> Description of the task:
In the listing below, locate the line containing "Exercise. Tag the weathered"; reproduce that line and all lines that follow it, unchanged.

> A run of records:
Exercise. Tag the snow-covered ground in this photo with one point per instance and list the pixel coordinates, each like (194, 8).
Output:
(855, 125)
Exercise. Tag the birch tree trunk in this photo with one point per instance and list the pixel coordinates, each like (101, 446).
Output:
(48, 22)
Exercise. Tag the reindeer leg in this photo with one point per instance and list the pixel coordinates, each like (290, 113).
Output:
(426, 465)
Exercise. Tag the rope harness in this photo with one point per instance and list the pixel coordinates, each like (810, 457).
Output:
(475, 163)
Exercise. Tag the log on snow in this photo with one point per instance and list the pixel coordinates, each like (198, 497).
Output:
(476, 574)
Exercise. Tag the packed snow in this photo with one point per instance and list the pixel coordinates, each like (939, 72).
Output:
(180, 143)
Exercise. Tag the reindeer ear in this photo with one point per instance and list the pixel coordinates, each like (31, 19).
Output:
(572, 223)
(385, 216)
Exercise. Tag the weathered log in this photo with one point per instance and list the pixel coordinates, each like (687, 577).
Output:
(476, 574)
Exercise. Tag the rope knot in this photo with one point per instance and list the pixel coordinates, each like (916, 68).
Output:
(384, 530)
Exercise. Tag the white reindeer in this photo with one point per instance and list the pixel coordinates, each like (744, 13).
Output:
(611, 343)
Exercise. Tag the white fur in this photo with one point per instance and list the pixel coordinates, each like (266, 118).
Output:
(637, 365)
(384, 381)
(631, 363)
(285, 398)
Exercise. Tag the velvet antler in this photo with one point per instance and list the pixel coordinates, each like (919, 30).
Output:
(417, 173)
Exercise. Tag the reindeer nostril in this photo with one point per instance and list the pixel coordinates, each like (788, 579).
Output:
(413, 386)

> Response below:
Exercise. Tag the weathered log in this photo with one point per instance and list the pixel coordinates, each like (687, 577).
Output:
(476, 574)
Exercise. Tag the rope knot in this photo with one point per instance and list the pixel coordinates, each like (916, 68).
Output:
(384, 530)
Exercise. Tag the white reindeer in this photo with one point per instance and list the pixel coordinates, each like (744, 13).
Output:
(611, 343)
Exercise. Tag the white fur in this photo with one point per instance and list the pixel coordinates, each like (266, 118).
Output:
(637, 365)
(384, 381)
(631, 363)
(285, 398)
Exercise. Tag the velvet antler in this photo with one point per instance and list the pixel coordinates, each like (919, 30).
Output:
(417, 173)
Exercise. Tag the reindeer nostril in this photo with one point per instance and list the pixel coordinates, each like (788, 579).
Output:
(413, 386)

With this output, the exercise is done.